## DATASET

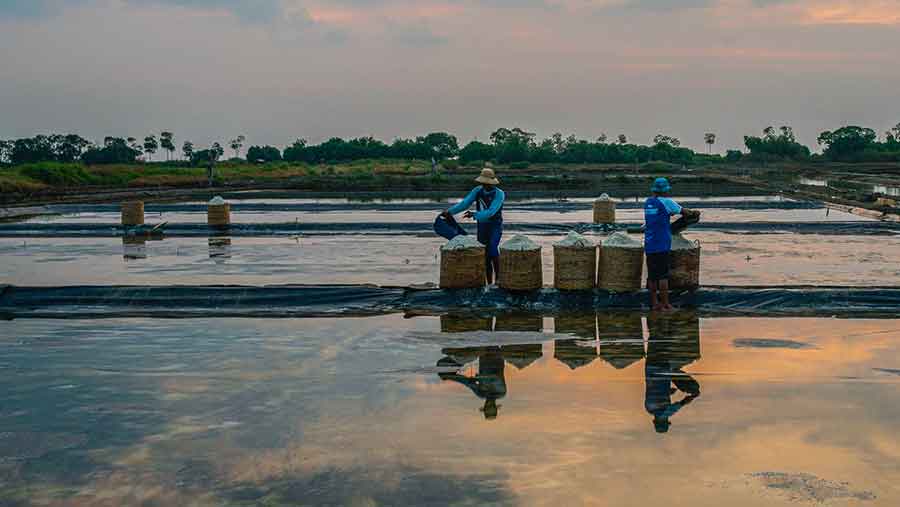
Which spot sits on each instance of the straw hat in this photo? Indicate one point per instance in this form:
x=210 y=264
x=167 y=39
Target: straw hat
x=487 y=177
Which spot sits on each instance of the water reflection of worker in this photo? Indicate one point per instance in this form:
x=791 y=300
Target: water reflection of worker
x=489 y=384
x=673 y=344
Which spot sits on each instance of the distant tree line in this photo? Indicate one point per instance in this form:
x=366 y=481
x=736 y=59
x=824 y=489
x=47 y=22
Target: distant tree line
x=505 y=146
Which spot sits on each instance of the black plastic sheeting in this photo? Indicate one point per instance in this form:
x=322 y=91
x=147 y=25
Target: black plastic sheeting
x=75 y=230
x=357 y=300
x=321 y=207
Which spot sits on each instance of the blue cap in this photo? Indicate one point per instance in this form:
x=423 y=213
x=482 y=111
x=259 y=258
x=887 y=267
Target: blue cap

## WORK REQUEST
Apart from the pictures, all of the data must be duplicated exactly as shown above.

## EXERCISE RESULT
Which spot sits on each instance of the straw hat in this photo? Indicate one point per instance in this form:
x=210 y=264
x=167 y=39
Target: straw hat
x=487 y=177
Which spot sits on each instance of the water reflection of worker in this photo? Indicate one point per instance in this form:
x=791 y=300
Target: water reflection of worker
x=489 y=384
x=673 y=344
Which spot sits on each instance of the distant tree line in this photo? Indicate one point per instance in this form:
x=366 y=481
x=736 y=59
x=824 y=489
x=47 y=22
Target: distant tree line
x=505 y=146
Which spot sits on each instance of the black plastic sheeting in this photo? Indicate one point per instance in this form:
x=322 y=91
x=147 y=25
Target: black plastic sheeting
x=75 y=230
x=357 y=300
x=321 y=207
Which spot sits on each instance of the blue cap in this photo? Indicate one point per instance in this form:
x=423 y=213
x=482 y=111
x=259 y=258
x=887 y=267
Target: blue cap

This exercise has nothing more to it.